Exercise instructions →
Decide whether each statement agrees with the article on the Canmore home sale, answering yes or no and quoting the deciding words of the text: 1. The home sold for $4.2 million. 2. Canmore's year-over-year sales rose by 18.5 percent. 3. The greatest buyer interest comes from outside Canada.

$4.2M property sold in Canmore, Alta., realtor says many drawn in by remote work
A Canmore realtor says a multi-million dollar home that recently changed hands is signalling a real shift in where employees want to live as remote work continues but as the province reopens, many businesses could be calling back their staff.
Karen Fawcett, with RE/MAX Professionals, says the property sold for $4.2 million, making it one of the highest-priced homes to be sold in the town over the past 10 years.
The luxury home is just one of the property that's recently sparked an "exponential growth" in the Canmore market, she says.
According to the Calgary Real Estate Board's May housing statistics, Canmore experienced a 188 per cent increase in year-over-year sales.
The benchmark price of a home in the community also jumped by 18.5 per cent from May 2020 to $897,400.
One of the driving forces of that increase in sales is the flexibility of working from home offered by a number of employers.
"While I have fielded national and international calls regarding properties in Canmore, the greatest interest continues to be buyers from Alberta, and most specifically Calgary due to the close proximity," Fawcett said.

Given records →
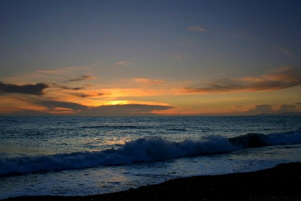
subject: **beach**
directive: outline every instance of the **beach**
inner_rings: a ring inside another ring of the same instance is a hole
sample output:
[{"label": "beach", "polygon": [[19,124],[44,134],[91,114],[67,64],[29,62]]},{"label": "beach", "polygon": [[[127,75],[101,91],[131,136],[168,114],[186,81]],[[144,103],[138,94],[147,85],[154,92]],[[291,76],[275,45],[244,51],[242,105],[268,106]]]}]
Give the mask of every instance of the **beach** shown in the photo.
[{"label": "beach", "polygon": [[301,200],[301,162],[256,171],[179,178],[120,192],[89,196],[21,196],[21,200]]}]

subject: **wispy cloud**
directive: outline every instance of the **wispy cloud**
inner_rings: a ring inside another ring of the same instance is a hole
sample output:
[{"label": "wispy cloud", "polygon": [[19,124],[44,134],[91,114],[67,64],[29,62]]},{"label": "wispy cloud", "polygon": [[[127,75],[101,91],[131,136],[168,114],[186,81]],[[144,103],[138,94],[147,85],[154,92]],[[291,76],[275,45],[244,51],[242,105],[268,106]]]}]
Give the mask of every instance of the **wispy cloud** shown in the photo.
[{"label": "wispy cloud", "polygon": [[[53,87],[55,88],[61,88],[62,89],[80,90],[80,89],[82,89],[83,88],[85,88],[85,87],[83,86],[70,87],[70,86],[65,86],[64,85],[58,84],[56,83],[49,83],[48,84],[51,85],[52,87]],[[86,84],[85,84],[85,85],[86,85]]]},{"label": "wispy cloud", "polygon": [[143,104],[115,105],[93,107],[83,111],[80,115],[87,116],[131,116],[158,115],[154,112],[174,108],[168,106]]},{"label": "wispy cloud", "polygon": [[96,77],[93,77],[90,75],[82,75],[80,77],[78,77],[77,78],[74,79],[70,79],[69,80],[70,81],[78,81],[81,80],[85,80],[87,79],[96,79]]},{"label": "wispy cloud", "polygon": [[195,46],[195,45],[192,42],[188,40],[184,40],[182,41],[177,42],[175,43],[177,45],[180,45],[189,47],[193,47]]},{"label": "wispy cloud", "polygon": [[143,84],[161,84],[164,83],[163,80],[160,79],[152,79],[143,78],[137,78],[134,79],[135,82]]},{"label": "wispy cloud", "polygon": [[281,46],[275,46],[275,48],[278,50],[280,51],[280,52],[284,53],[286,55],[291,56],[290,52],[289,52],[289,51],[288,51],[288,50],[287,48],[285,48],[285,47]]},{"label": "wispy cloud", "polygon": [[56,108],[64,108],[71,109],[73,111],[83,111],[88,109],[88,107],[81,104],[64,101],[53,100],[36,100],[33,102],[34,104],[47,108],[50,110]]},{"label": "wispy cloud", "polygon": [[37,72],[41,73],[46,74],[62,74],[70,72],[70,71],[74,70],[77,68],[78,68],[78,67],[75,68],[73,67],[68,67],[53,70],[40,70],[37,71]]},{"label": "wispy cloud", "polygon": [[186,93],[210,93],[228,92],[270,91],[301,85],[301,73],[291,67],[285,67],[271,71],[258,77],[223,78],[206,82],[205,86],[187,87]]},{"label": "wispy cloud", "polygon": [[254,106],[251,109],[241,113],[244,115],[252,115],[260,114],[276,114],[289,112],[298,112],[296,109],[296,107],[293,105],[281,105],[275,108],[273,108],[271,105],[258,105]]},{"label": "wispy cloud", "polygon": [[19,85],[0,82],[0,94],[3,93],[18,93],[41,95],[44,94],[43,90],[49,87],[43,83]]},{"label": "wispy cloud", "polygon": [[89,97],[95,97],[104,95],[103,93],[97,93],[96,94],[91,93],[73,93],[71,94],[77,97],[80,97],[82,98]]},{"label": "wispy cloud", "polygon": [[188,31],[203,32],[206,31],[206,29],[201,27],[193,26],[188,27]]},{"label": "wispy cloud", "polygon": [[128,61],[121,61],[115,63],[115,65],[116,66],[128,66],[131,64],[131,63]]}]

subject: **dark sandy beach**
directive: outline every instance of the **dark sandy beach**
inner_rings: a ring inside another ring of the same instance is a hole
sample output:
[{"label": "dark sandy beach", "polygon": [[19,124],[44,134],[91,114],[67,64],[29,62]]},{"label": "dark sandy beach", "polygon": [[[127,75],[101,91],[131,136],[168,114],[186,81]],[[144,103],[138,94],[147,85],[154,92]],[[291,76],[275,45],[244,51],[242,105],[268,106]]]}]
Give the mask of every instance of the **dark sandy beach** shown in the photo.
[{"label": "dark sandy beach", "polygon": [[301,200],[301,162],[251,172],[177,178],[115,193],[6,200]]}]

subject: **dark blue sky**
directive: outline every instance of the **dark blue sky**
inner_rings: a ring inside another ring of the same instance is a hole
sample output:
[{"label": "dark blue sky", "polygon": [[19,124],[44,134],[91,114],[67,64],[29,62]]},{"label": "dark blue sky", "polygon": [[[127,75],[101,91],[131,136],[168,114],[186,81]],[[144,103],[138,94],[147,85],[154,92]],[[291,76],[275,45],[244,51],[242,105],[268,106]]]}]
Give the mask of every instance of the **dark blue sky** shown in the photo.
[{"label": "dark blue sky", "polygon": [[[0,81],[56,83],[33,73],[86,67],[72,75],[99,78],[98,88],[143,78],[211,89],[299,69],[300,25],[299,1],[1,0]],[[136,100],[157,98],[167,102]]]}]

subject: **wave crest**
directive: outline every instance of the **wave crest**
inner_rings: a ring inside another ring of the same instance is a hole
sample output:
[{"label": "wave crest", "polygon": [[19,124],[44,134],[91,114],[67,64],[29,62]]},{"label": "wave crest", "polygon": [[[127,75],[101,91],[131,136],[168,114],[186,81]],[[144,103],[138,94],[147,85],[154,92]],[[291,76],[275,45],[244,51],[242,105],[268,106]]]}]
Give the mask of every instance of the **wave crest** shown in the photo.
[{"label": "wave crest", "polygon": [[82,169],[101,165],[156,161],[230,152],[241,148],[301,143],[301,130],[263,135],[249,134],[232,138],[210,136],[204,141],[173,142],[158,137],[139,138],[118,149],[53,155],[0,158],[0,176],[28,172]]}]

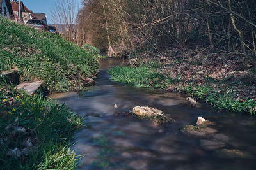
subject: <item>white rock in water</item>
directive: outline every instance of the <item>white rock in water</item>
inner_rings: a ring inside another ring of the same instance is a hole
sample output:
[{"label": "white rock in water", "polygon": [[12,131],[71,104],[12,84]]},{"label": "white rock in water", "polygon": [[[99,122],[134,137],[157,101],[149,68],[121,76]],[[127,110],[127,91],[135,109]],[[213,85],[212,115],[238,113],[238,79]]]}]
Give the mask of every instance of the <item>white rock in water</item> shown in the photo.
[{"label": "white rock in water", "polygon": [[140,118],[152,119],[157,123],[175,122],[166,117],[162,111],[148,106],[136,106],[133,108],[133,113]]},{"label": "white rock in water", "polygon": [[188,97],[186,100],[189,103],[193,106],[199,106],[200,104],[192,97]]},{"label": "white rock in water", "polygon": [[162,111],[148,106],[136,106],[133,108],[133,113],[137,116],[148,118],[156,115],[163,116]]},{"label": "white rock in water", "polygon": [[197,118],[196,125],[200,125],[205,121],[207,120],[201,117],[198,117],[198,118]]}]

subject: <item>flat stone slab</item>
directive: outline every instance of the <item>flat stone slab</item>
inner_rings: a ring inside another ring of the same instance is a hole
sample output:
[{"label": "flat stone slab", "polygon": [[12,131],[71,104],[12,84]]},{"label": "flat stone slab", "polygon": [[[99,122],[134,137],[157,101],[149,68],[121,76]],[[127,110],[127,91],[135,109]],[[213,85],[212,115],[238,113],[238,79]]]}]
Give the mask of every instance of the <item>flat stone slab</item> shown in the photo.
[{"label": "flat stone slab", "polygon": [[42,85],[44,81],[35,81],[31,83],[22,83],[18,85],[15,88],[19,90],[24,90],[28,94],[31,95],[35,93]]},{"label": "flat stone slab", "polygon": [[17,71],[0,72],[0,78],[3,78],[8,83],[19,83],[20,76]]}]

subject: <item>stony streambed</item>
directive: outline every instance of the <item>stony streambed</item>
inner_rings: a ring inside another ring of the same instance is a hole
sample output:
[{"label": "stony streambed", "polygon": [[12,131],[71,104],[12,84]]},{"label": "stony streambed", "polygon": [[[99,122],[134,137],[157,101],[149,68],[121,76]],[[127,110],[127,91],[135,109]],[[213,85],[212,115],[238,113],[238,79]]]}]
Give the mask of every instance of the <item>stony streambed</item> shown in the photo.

Answer to the problem →
1. Yes: "the property sold for $4.2 million"
2. No: "Canmore experienced a 188 per cent increase in year-over-year sales"
3. No: "the greatest interest continues to be buyers from Alberta, and most specifically Calgary"